▶ Фрагмент документа
/---

Эти двойники действуют во многом по модели паркового мимесиса. Один из европейских миссионеров так описывал парк китайского императора: «…Это еще и вселенная в уменьшенном виде, где даже воспроизведен целый город с храмами, рынками и лавками, окруженный стеной с воротами, обращенными к четырем сторонам света.
„Все, что в столице Императора существует в натуре, воспроизведено здесь в уменьшенном виде». Таким образом, суверен мог «всегда, когда бы он того ни пожелал, созерцать в уменьшении суету большого города“» (Балтрушайтис 1957:110).
Искусственность парка проявляет себя в уменьшенности копии. Именно перепад размеров позволяет отличать естественное от рукотворного[78]. Эта китайская модель была широко использована в европейских парках XVIII века с их изобилием маленьких храмов, пирамид, скал, водопадов и т.д. Сокуров любит включать в свои фильмы взгляд с высоты на город, напоминающий свою уменьшенную модель. Подобный кадр есть и в «Камне». Вытянутый силуэт Чехова возвышается здесь над лежащим внизу, под ним, уменьшенным перспективой городом.
Возвращение к себе, обнаружение себя в двойнике, увиденном другим, получает метафорическое развитие в различных формах автомимесиса. Сцена из «Вишневого сада», где белое деревце имитирует облик матери Раневской (а по существу, ее собственный), построена по тому же типу зеркального автомимесиса, в структуру которого включен сад[79] как мимикрирующая природа. Чехов возвращается в свой мир как в сад, он приходит в некую микромодель универсума, уже подверженную искусственному и отчуждающему процессу автомимесиса.

\---

▶ Выдержка из данных

/---

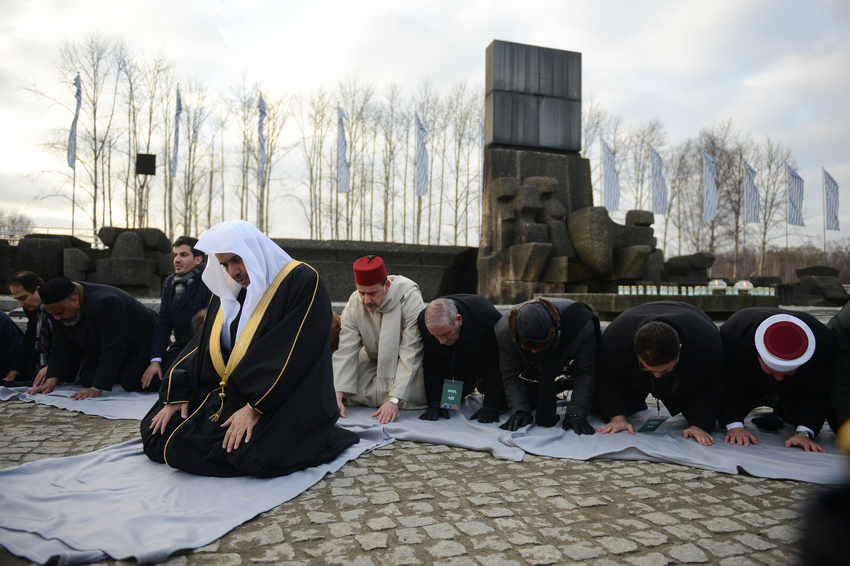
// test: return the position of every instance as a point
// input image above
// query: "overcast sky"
(775, 68)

\---

▶ Список задач
A - В каком веке, согласно тексту о парковом мимесисе, китайская модель широко использовалась в европейских парках?
B - Выпишите, пожалуйста, из текста о парковом мимесисе отрывок от слов «Искусственность парка проявляет» до слов «уменьшенным перспективой городом.» включительно.
C - Продолжите текст о парковом мимесисе после его последнего предложения.

▶ Полученные ответы
A - В XVIII веке.

B -
Искусственность парка проявляет себя в уменьшенности копии. Именно перепад размеров позволяет отличать естественное от рукотворного[78]. Эта китайская модель была широко использована в европейских парках XVIII века с их изобилием маленьких храмов, пирамид, скал, водопадов и т.д. Сокуров любит включать в свои фильмы взгляд с высоты на город, напоминающий свою уменьшенную модель. Подобный кадр есть и в «Камне». Вытянутый силуэт Чехова возвышается здесь над лежащим внизу, под ним, уменьшенным перспективой городом.

C -
Любопытно, что в Ялте Чехов создает свой сад, так сказать, по типу уменьшенной миметической модели мира. О. Л. Книппер пишет: «С помощью сестры Марии Павловны Антон Павлович сам рисует план сада, намечает, где будет какое дерево, где скамеечка, выписывает со всех концов России деревья, кустарники, фруктовые деревья, устраивает груши и яблони шпалерами. С большой любовью растил он березку, напоминавшую ему нашу северную природу, ухаживал за штамбовыми розами и гордился ими, за посаженным эвкалиптом около его любимой скамеечки, который, однако, недолго жил, так же как березка. Были и японские деревца, развесистая слива с красными листьями, крупнейших размеров смородина, были и виноград, и миндаль, и пирамидальный тополь — все это принималось и росло с удивительной быстротой… » (Книппер-Чехова 1960:694).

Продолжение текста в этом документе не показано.